TEXT EXCERPT -

A more elegant way of creating the nets in pytorch?

deepbrain · January 6, 2018, 9:21pm

pytorch lets you create the nets in a more dynamic way. With the current code, one needs to define the sub-modules or their weights in the init call of the class and use them later in the forward call. This creates two separate pieces of code that one needs to change if the structure of the net is changed. Ideally I want a single line of code that both declares all needed structures and uses them for computations. This could be easy to implement by creating wrappers around the existing classes and the new code would be easier to read and manage. The idea is very simple and three classes below illustrate it:

# The standard way of doing things now in pytorch examples:
class TestNet(nn.Module):
    def __init__(self):
        super(TestNet, self).__init__()
        self.net1 = nn.Linear(100, 200)
        self.net2 = nn.Linear(200, 1)
        self.sigmoid = nn.Sigmoid()
        self.ReLU = nn.ReLU(inplace=False)
        self.drop = nn.Dropout(0.5)
    def forward(self, V):
        return self.sigmoid(self.net2(self.drop(self.ReLU(self.net1(V))))).squeeze()

Entries taken from an annotation dataset
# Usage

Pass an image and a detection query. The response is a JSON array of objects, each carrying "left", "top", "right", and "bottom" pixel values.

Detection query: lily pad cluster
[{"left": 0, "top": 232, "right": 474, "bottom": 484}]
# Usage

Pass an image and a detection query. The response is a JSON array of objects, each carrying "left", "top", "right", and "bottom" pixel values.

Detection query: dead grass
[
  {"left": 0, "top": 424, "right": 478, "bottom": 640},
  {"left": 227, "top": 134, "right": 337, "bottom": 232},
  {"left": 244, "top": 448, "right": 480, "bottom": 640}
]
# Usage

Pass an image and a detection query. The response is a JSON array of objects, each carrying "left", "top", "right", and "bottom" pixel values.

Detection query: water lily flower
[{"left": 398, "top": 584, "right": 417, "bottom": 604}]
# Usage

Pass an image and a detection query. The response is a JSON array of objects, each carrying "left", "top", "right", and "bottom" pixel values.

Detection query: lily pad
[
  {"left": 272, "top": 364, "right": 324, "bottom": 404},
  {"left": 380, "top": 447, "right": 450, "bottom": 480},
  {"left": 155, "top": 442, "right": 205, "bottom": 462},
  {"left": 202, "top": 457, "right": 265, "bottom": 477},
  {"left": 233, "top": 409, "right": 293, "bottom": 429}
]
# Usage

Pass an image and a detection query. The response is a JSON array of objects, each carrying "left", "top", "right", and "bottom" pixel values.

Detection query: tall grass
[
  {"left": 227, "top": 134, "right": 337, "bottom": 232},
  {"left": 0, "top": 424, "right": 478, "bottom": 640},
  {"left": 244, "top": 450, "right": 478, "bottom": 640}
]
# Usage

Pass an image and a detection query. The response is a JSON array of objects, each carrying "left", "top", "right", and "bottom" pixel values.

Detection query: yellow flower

EXERCISE DIRECTIONS - Pick up the forum post about defining PyTorch networks more elegantly and continue it from the point where it stops. These rows come from a separate source, not from the forum post.

RESULT FOR THIS TASK -
what I don’t like in the standard way of doing things is that if I change the net, I need to adjust the init call to match the forward call manually, taking into account the net sizes and structures, which is inconvenient and error prone in case of bigger networks.

So, I create my nets in a more dynamic way, where both the structure and the computation is defined in the same place - the forward call, while passing a sample of data to the init call. I then call the forward from the init so the net is easily created with layers that match the input sizes or perhaps more complex submodules:

class DynamicTestNet(nn.Module):
    def __init__(self, datasample):
        super(DynamicTestNet, self).__init__()
        self.ml = nn.ModuleList()
        self.Make = True
        self.forward(datasample)
        self.Make = False

    def forward(self, V):
# notice that this whole block of code that creates the nets can be hidden from the user with small API changes        
        self.mlindex = 0
        if self.Make: # when this is called from the init call, we create the net based on the sizes of the data sample and intermediate reults
            self.ml.append(nn.Linear(V.size(1), 200))
            self.ml.append(nn.ReLU(inplace=False))
            self.ml.append(nn.Dropout(0.5))
        net1 = self.ml[self.mlindex]
        self.mlindex += 1
        ReLU = self.ml[self.mlindex]
        self.mlindex += 1
        drop = self.ml[self.mlindex]
# end of net creation block
           
        result = drop(ReLU(net1(V))))

#another subnet creation block that can be hidden        
        if self.Make:
            self.ml.append(nn.Linear(result.size(1), 1))
            self.ml.append(nn.Sigmoid())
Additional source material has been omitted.